*** Opening of Listed records ***

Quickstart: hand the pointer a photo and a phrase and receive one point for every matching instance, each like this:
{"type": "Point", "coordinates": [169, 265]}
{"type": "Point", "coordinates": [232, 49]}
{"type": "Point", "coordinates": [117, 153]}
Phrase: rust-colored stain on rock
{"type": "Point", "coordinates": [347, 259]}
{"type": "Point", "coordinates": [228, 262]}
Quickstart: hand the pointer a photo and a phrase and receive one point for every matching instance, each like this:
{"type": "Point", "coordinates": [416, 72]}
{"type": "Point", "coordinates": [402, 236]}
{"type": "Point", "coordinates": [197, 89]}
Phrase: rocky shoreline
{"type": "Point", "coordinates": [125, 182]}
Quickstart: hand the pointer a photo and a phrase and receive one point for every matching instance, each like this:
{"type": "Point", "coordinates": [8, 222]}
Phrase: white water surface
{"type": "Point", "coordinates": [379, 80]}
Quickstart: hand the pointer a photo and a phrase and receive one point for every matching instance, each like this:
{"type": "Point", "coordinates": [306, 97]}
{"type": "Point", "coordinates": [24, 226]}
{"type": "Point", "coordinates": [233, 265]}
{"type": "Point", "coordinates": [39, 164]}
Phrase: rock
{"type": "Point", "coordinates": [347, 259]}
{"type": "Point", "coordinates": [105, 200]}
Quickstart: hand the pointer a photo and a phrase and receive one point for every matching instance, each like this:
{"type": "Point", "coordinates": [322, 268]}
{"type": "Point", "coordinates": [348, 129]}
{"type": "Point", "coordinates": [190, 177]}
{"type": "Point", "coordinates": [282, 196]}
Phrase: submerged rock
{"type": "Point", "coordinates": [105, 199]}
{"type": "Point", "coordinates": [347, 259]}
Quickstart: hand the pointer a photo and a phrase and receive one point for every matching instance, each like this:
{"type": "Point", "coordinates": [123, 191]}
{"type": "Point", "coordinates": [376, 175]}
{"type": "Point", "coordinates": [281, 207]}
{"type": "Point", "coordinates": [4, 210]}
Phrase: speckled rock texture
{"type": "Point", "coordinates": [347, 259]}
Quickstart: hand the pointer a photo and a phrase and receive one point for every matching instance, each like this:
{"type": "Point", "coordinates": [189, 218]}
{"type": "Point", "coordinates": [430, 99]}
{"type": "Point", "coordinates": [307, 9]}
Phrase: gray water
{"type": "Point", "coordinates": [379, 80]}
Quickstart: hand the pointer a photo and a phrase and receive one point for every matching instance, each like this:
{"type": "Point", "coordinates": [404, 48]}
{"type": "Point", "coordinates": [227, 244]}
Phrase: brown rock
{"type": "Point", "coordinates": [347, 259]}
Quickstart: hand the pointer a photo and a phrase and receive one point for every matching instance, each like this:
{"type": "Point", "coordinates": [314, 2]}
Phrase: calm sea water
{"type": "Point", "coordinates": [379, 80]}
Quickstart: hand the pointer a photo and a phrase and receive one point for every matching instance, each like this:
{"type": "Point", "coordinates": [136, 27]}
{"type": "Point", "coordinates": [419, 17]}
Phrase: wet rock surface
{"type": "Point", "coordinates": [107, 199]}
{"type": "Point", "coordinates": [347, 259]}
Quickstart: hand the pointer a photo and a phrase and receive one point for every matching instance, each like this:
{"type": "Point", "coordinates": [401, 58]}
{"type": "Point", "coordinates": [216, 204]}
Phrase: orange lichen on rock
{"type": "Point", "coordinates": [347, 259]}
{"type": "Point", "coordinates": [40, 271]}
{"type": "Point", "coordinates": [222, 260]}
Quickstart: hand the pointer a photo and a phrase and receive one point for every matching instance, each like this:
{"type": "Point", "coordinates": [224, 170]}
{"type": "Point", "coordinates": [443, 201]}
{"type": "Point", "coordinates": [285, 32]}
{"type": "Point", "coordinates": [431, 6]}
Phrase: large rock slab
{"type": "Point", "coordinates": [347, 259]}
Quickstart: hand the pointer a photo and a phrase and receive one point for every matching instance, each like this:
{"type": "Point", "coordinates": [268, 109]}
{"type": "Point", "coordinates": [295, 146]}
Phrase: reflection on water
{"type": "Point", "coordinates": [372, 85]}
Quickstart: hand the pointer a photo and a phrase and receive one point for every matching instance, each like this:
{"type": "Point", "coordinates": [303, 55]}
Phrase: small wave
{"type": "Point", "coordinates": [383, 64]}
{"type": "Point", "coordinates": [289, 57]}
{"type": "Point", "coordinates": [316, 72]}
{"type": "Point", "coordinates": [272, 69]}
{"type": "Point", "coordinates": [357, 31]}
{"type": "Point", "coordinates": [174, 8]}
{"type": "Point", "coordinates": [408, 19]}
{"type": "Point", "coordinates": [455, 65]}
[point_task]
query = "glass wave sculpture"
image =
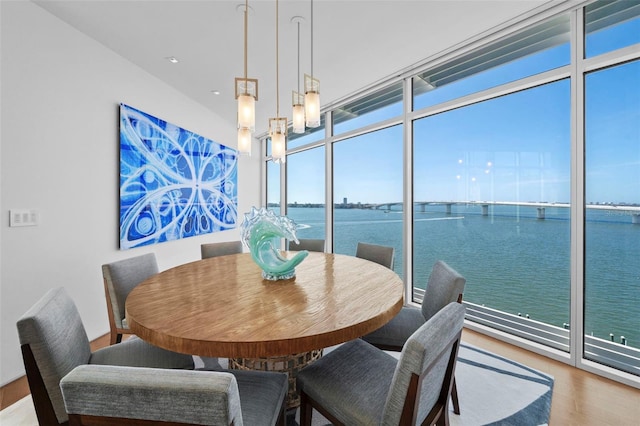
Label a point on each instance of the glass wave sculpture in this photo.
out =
(261, 231)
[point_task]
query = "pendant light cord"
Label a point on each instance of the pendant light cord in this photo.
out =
(246, 43)
(298, 60)
(311, 38)
(277, 68)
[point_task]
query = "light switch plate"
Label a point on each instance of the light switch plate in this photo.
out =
(23, 217)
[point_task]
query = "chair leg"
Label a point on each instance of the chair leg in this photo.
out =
(454, 397)
(305, 410)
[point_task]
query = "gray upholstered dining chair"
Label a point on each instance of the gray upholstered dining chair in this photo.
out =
(120, 278)
(54, 341)
(220, 249)
(359, 384)
(309, 244)
(382, 255)
(102, 394)
(445, 285)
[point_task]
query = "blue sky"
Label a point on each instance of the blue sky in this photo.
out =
(513, 148)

*** Close of Listed records ***

■ Task requirements ■
Write the records above out again word for word, skipping each picture.

■ Written answer ■
Quickstart: hand the pointer a photo and a phrase and receive one point for every matching instance, each like this:
{"type": "Point", "coordinates": [169, 265]}
{"type": "Point", "coordinates": [232, 49]}
{"type": "Point", "coordinates": [117, 153]}
Phrase: rust-colored stain on rock
{"type": "Point", "coordinates": [347, 259]}
{"type": "Point", "coordinates": [228, 262]}
Quickstart: hand the pointer a photo and a phrase and receive one point for every matching instance, each like this:
{"type": "Point", "coordinates": [416, 72]}
{"type": "Point", "coordinates": [402, 236]}
{"type": "Point", "coordinates": [197, 89]}
Phrase: rocky shoreline
{"type": "Point", "coordinates": [125, 182]}
Quickstart: hand the pointer a photo and a phrase and receive one point for every matching instance, each like this:
{"type": "Point", "coordinates": [8, 222]}
Phrase: white water surface
{"type": "Point", "coordinates": [379, 80]}
Quickstart: hand the pointer a photo and a phrase and receive one point for every matching instance, each like this:
{"type": "Point", "coordinates": [306, 97]}
{"type": "Point", "coordinates": [24, 226]}
{"type": "Point", "coordinates": [233, 265]}
{"type": "Point", "coordinates": [39, 164]}
Phrase: rock
{"type": "Point", "coordinates": [347, 259]}
{"type": "Point", "coordinates": [105, 200]}
Quickstart: hand the pointer a photo and a phrase and receive one point for every matching instance, each like this:
{"type": "Point", "coordinates": [322, 268]}
{"type": "Point", "coordinates": [348, 129]}
{"type": "Point", "coordinates": [190, 177]}
{"type": "Point", "coordinates": [282, 196]}
Phrase: submerged rock
{"type": "Point", "coordinates": [105, 199]}
{"type": "Point", "coordinates": [347, 259]}
Quickstart: hand the pointer a photo and a phrase and receive one point for every matching instance, each like this:
{"type": "Point", "coordinates": [123, 191]}
{"type": "Point", "coordinates": [376, 175]}
{"type": "Point", "coordinates": [281, 207]}
{"type": "Point", "coordinates": [4, 210]}
Phrase: speckled rock texture
{"type": "Point", "coordinates": [347, 259]}
Quickstart: hand the pointer a photo and a phrase and receive one point for every matching instance, each like this:
{"type": "Point", "coordinates": [189, 218]}
{"type": "Point", "coordinates": [430, 99]}
{"type": "Point", "coordinates": [307, 9]}
Phrase: gray water
{"type": "Point", "coordinates": [379, 80]}
Quickstart: hand the pointer a photo and a phrase and receive one point for every matching instance, each like this:
{"type": "Point", "coordinates": [404, 48]}
{"type": "Point", "coordinates": [227, 244]}
Phrase: brown rock
{"type": "Point", "coordinates": [347, 259]}
Quickstart: hand the pointer a photo and a phrase and receive one point for every matching instance, each like this:
{"type": "Point", "coordinates": [314, 2]}
Phrase: calm sea water
{"type": "Point", "coordinates": [379, 80]}
Quickstart: hand the pointer a photo and a phrase and receive one point for every matching instance, each like this:
{"type": "Point", "coordinates": [136, 27]}
{"type": "Point", "coordinates": [419, 17]}
Phrase: wet rock surface
{"type": "Point", "coordinates": [107, 199]}
{"type": "Point", "coordinates": [347, 259]}
Quickstart: hand the pointer a photo and a phrase and receive one point for every matching instance, each like this:
{"type": "Point", "coordinates": [401, 58]}
{"type": "Point", "coordinates": [216, 204]}
Phrase: orange lichen on rock
{"type": "Point", "coordinates": [347, 259]}
{"type": "Point", "coordinates": [40, 271]}
{"type": "Point", "coordinates": [222, 260]}
Quickstart: hand the pointer a photo and a phrase and receive one point for every matching instance, each like this:
{"type": "Point", "coordinates": [224, 170]}
{"type": "Point", "coordinates": [443, 201]}
{"type": "Point", "coordinates": [285, 32]}
{"type": "Point", "coordinates": [431, 6]}
Phrase: large rock slab
{"type": "Point", "coordinates": [347, 259]}
Quickstart: hand the pointer a photo and a phrase and receive one point for every matching instance, each like this:
{"type": "Point", "coordinates": [268, 109]}
{"type": "Point", "coordinates": [295, 146]}
Phrase: reflection on water
{"type": "Point", "coordinates": [372, 85]}
Quickstart: hand the pointer a photo and a phrase and receive one point for every matching instance, each like this:
{"type": "Point", "coordinates": [303, 55]}
Phrase: small wave
{"type": "Point", "coordinates": [383, 64]}
{"type": "Point", "coordinates": [289, 57]}
{"type": "Point", "coordinates": [316, 72]}
{"type": "Point", "coordinates": [272, 69]}
{"type": "Point", "coordinates": [357, 31]}
{"type": "Point", "coordinates": [174, 8]}
{"type": "Point", "coordinates": [408, 19]}
{"type": "Point", "coordinates": [455, 65]}
[point_task]
query = "glass wave sculpture"
image =
Label a point on each instance of the glass wave sculpture in this photo.
out =
(261, 231)
[point_task]
query = "pendant light cord"
Label a point on each instance of the pendant light cord in this photo.
out =
(246, 43)
(298, 60)
(311, 38)
(277, 68)
[point_task]
query = "light switch plate"
Label a point on each instance of the light switch plate in this photo.
out =
(23, 217)
[point_task]
query = "chair leg"
Label a point on each instance of the chair leg in this photo.
out =
(454, 397)
(305, 410)
[point_task]
query = "gray upholstered dining chair"
Label a point on each instance of the gray upholstered dining chair in this photo.
out =
(120, 278)
(54, 341)
(220, 249)
(359, 384)
(309, 244)
(382, 255)
(102, 394)
(445, 285)
[point_task]
query = "blue sky"
Label a point on each instance of the blue sky in this photo.
out =
(513, 148)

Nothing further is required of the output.